Set exercise ::
Reproduce, with no changes, the rows starting with the line that contains "The image above contains the bush." and going on through the line that contains "139,167 -> 255,222", including both of those lines.

─── Dataset records ───

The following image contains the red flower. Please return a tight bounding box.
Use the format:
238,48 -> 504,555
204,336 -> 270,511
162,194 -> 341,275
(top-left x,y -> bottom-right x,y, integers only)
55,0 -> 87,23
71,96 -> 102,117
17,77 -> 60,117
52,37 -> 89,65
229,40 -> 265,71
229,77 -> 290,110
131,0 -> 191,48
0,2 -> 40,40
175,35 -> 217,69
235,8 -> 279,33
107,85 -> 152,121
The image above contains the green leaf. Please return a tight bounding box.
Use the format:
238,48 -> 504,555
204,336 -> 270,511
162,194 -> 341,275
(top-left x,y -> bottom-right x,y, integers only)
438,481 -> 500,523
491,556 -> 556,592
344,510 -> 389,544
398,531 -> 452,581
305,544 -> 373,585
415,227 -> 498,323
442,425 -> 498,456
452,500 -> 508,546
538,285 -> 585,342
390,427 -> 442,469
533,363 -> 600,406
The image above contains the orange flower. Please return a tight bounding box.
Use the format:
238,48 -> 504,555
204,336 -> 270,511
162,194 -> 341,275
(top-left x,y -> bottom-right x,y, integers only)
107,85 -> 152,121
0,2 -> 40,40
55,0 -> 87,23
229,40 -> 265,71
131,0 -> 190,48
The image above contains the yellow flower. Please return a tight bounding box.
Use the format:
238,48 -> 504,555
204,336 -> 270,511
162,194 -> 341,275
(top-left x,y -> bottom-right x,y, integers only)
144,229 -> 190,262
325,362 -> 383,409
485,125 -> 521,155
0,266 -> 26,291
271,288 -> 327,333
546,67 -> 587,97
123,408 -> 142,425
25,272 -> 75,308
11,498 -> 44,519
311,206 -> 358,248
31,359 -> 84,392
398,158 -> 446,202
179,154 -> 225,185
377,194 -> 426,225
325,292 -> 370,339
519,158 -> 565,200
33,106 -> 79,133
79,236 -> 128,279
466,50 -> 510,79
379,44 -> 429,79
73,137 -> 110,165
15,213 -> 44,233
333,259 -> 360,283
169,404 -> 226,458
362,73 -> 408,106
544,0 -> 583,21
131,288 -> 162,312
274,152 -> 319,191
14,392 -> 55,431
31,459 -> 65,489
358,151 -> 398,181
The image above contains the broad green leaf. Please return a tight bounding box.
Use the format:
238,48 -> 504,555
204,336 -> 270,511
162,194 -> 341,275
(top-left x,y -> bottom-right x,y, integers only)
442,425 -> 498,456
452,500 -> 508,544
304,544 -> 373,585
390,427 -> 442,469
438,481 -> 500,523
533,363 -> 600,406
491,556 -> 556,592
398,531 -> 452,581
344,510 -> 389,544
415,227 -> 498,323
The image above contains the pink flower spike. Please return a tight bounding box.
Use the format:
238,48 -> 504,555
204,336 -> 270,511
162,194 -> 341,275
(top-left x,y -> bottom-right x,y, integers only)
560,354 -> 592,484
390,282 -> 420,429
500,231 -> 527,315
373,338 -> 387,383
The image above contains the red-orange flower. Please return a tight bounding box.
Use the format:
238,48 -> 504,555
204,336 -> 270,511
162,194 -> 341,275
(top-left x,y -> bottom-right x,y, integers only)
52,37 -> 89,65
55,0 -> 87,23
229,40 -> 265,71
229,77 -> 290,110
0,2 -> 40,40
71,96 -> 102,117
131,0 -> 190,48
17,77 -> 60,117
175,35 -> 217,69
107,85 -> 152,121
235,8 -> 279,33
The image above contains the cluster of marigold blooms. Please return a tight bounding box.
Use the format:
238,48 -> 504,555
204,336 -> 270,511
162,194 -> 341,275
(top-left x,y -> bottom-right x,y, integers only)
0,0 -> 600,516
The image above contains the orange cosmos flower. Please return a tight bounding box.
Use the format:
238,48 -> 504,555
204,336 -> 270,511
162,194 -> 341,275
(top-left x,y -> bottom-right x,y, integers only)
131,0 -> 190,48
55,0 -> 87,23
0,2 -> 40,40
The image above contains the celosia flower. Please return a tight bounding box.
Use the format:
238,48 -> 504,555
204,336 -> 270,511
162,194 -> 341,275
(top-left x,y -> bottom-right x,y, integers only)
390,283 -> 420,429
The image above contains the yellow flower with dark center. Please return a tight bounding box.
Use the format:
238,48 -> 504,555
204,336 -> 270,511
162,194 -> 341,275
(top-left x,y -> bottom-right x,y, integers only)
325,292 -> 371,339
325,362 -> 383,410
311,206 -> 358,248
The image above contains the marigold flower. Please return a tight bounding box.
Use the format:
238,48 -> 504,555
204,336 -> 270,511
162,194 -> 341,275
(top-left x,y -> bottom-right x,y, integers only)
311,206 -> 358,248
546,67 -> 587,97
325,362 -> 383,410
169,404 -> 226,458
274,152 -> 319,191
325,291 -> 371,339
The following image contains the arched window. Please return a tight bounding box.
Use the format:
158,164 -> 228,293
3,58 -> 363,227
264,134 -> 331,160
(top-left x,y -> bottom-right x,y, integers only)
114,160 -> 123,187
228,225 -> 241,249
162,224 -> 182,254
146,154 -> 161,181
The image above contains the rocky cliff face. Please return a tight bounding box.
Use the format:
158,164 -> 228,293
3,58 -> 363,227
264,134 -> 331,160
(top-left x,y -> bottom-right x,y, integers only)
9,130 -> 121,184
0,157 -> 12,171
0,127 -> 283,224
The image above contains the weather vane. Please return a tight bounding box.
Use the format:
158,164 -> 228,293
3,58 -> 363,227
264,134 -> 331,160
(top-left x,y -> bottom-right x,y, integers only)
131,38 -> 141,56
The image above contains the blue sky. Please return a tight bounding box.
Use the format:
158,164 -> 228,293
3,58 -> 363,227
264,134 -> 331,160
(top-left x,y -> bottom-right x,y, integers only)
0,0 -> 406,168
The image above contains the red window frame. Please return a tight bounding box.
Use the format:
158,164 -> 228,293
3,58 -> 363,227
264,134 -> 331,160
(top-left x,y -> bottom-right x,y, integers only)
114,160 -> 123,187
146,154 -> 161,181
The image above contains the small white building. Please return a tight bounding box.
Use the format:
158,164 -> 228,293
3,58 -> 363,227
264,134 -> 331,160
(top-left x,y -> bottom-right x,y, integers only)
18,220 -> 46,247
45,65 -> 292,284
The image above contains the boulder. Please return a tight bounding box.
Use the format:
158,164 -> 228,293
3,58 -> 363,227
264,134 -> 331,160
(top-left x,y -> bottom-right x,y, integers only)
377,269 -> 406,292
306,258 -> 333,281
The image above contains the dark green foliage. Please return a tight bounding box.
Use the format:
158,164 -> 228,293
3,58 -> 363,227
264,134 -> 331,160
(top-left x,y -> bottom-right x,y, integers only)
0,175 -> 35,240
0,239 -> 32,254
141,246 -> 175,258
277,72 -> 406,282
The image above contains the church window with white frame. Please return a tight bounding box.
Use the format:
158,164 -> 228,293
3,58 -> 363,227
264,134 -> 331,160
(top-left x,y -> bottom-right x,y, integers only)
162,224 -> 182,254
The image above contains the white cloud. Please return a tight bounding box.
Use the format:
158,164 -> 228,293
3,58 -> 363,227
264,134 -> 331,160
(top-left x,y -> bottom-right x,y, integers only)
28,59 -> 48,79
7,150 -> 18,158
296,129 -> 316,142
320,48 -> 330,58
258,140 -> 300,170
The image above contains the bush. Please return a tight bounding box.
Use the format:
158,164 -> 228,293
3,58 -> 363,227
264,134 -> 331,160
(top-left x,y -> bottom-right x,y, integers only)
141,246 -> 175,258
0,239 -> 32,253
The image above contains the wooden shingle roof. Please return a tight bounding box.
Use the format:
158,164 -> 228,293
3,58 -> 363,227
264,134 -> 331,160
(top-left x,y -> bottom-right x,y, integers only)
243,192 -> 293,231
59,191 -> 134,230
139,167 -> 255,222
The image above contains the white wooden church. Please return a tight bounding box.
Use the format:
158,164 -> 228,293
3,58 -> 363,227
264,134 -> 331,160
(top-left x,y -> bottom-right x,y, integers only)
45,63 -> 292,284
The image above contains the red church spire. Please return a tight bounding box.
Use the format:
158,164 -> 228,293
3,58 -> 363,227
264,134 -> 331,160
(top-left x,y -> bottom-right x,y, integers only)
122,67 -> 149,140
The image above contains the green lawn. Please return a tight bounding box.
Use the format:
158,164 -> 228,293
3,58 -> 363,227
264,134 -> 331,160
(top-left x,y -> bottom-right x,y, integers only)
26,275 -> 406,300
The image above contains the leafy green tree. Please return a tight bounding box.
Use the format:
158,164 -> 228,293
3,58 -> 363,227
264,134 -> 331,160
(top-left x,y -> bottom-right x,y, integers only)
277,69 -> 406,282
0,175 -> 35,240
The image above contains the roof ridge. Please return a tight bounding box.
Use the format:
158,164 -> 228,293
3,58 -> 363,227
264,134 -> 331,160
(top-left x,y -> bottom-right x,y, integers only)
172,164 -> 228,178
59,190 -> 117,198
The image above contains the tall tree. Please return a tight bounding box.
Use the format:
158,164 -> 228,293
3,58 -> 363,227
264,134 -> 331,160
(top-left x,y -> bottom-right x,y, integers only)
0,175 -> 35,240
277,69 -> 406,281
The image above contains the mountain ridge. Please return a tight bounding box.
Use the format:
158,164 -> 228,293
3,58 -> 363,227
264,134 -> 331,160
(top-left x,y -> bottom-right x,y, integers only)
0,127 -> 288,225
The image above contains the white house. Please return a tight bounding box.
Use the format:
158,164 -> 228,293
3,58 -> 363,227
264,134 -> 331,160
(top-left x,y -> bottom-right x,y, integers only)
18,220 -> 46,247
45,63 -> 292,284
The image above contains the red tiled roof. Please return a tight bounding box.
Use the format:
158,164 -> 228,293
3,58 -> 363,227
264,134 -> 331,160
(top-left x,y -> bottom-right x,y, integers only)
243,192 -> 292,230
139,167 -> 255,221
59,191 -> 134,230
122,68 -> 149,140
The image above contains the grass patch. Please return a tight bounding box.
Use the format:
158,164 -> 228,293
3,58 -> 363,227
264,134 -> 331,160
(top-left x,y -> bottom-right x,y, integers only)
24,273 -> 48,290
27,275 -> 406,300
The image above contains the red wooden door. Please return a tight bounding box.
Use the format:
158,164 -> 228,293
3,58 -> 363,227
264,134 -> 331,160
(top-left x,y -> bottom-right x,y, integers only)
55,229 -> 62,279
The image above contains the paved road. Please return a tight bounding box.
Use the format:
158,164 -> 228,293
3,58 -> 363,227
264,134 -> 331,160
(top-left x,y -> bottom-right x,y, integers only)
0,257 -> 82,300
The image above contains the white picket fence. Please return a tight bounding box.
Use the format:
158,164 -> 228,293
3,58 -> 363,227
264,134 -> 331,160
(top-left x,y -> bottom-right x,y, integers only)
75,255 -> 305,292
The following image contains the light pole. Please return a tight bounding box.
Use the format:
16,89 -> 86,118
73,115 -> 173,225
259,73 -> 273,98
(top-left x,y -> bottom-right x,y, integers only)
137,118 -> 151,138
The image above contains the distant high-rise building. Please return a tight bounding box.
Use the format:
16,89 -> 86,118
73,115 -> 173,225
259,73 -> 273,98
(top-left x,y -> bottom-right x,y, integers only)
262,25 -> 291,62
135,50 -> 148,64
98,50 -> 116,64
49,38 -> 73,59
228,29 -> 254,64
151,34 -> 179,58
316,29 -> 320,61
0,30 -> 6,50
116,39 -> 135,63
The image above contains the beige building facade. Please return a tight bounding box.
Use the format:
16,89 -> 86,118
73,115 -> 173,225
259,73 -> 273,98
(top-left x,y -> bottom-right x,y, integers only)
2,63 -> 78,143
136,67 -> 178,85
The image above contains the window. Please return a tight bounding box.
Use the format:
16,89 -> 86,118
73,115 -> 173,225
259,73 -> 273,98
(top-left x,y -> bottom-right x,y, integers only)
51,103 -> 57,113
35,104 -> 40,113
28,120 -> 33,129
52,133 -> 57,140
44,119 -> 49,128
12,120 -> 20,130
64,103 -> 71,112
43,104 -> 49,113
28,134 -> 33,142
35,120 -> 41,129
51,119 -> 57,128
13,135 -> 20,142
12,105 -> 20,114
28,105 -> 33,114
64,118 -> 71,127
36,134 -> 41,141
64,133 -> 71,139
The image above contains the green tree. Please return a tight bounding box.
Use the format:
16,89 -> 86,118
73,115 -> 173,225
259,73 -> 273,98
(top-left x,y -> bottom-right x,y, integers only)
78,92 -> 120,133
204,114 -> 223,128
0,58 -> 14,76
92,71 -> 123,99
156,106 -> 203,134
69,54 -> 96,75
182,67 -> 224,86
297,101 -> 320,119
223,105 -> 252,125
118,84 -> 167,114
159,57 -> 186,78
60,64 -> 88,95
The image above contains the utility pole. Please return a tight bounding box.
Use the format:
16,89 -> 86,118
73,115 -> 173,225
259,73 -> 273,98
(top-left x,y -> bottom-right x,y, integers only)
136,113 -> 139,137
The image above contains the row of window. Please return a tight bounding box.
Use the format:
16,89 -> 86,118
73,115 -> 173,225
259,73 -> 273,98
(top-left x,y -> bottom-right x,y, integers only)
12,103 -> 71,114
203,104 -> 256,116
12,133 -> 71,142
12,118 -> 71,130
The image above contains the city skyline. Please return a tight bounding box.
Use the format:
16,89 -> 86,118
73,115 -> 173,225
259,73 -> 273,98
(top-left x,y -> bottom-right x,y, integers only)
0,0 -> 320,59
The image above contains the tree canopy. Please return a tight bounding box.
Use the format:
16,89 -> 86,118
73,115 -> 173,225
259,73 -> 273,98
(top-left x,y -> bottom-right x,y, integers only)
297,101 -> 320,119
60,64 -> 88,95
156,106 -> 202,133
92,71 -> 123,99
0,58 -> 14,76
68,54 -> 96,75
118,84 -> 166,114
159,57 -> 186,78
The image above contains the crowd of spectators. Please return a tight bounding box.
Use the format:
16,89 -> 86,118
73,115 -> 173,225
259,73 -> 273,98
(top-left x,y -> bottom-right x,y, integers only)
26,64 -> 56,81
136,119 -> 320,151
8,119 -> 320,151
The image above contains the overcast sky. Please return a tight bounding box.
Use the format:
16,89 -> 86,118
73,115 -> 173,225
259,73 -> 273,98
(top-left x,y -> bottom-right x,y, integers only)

───

Written solution ::
The image above contains the bush. Please return a tight bounding box.
Use the format:
158,164 -> 228,293
3,58 -> 363,227
264,134 -> 331,160
(top-left x,y -> bottom-right x,y, integers only)
141,246 -> 175,258
0,239 -> 32,253
The image above contains the wooden shingle roof. Please return a tight bounding box.
Use the format:
158,164 -> 228,293
3,58 -> 363,227
264,134 -> 331,160
(top-left x,y -> bottom-right x,y, integers only)
243,192 -> 293,231
59,191 -> 134,230
139,167 -> 255,222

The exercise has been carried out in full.